----- MATERIAL SUPPLIED -----

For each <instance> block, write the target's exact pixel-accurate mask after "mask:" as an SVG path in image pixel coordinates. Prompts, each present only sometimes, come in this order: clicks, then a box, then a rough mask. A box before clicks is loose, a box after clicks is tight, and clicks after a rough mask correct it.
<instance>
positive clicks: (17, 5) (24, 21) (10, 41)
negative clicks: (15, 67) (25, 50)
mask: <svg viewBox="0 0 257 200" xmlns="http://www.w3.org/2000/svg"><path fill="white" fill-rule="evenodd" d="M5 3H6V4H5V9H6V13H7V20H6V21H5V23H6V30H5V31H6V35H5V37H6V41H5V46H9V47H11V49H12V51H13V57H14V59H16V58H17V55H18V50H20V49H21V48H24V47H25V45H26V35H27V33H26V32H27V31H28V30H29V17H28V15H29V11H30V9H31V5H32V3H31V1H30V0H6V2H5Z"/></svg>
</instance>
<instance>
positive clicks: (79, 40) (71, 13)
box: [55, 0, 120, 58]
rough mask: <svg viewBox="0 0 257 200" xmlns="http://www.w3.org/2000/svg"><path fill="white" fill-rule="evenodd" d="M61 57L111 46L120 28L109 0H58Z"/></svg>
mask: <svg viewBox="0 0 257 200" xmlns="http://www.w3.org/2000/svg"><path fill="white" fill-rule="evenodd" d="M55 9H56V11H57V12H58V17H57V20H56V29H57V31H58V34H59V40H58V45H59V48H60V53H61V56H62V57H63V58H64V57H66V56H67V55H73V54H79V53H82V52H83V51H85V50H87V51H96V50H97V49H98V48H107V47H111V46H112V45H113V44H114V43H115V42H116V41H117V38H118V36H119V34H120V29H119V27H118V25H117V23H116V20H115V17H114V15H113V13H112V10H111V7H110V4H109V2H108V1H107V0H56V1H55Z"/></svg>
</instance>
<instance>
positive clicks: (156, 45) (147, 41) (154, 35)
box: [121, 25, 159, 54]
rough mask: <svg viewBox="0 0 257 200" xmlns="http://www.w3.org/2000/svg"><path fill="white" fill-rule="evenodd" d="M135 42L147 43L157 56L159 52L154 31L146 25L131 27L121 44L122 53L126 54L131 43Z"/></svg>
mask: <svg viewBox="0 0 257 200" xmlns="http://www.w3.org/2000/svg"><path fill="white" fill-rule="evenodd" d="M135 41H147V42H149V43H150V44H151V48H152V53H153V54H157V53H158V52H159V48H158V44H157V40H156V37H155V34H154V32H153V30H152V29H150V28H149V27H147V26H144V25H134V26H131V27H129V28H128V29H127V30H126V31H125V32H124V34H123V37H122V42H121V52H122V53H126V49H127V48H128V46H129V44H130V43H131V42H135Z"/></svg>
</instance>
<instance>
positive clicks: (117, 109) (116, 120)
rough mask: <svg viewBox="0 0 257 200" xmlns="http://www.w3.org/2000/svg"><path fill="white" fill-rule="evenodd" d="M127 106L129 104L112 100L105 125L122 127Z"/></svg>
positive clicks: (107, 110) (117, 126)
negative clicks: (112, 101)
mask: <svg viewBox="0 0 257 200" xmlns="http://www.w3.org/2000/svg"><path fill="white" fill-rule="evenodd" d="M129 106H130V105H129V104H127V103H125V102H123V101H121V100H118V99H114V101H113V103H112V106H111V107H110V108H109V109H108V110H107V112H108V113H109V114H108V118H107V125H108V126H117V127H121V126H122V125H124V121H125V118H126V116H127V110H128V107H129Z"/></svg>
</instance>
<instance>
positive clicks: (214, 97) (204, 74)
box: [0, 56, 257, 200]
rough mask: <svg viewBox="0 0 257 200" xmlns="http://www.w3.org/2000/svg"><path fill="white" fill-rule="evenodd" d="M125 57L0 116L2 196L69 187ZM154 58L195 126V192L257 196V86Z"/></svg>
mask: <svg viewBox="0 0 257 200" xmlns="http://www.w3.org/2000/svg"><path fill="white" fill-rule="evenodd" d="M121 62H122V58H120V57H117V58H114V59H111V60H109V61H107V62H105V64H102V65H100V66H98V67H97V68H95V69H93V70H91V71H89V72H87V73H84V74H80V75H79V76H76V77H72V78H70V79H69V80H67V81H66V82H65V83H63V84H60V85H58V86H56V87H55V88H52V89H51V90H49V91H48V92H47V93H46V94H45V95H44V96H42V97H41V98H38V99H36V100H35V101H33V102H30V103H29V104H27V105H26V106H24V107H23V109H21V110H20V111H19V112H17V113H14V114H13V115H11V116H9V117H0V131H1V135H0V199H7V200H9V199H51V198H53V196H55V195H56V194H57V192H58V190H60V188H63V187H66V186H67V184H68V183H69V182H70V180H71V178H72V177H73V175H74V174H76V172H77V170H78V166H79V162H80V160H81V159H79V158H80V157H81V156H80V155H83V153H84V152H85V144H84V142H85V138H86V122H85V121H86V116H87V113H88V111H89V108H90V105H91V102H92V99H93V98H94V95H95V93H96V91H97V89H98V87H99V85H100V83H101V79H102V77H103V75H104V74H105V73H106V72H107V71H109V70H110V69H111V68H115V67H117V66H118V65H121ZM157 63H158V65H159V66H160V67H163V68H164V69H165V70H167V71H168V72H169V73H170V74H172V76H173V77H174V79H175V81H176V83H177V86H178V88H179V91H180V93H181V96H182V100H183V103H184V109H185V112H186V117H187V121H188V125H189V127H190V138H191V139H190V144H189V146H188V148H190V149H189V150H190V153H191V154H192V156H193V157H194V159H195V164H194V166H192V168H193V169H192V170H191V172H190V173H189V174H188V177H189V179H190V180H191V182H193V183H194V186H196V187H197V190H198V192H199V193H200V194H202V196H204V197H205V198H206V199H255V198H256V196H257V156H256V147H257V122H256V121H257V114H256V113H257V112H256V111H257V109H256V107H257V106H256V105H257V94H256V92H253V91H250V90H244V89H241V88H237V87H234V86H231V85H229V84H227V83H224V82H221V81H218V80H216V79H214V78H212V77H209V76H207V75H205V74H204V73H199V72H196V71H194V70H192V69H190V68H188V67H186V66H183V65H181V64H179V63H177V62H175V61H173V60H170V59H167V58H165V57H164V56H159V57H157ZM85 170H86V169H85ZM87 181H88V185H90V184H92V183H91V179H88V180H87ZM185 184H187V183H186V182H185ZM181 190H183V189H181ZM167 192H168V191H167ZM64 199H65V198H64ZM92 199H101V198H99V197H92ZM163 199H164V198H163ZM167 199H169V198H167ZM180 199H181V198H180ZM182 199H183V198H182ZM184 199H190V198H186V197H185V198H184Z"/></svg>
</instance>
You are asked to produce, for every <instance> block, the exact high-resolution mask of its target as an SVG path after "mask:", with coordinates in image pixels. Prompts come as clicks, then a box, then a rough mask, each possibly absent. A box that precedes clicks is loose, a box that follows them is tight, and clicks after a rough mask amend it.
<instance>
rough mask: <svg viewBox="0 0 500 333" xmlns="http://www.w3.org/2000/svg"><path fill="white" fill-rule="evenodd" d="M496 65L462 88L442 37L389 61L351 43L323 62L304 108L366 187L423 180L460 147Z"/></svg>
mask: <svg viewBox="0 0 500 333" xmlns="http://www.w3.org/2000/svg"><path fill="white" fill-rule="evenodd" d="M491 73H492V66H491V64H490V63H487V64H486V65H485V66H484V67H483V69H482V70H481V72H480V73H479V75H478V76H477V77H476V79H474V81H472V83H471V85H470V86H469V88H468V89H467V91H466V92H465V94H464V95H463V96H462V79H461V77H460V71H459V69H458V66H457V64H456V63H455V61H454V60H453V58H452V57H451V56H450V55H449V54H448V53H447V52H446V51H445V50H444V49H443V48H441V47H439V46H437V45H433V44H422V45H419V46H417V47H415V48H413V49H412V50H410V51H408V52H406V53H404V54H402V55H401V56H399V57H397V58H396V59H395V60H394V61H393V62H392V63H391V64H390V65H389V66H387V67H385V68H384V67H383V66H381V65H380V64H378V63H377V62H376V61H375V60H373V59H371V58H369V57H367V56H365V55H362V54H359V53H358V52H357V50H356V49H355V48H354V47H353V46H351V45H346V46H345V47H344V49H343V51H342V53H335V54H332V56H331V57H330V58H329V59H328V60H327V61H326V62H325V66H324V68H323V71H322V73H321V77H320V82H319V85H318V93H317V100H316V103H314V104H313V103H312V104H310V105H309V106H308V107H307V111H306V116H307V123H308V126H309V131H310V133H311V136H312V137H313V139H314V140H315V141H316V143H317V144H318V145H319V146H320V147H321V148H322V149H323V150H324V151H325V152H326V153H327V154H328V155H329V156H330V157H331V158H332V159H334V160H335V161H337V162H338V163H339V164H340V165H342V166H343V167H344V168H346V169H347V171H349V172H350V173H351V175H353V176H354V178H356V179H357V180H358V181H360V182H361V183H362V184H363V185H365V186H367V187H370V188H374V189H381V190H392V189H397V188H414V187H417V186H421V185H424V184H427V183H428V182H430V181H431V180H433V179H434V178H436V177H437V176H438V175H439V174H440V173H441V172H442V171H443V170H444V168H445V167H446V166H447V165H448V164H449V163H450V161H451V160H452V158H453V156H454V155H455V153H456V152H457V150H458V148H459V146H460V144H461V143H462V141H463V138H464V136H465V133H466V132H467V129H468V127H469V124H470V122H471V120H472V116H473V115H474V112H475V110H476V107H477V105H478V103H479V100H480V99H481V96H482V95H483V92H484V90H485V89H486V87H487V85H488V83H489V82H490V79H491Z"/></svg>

-----

- YOUR GOAL
Provide the number of lines in the data above that contain the string "positive", and nothing else.

- REPLY
6